### SHORT TASK
Output the material below line for line, with no changes.

### AVAILABLE RECORDS
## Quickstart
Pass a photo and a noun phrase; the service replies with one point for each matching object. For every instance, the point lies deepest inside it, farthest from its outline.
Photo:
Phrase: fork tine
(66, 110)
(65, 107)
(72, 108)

### WRITTEN SOLUTION
## Quickstart
Pass a photo and a noun phrase; the service replies with one point for each matching object. For every instance, the point lies deepest inside it, farthest from its outline.
Photo:
Phrase: fork tine
(66, 110)
(65, 107)
(72, 108)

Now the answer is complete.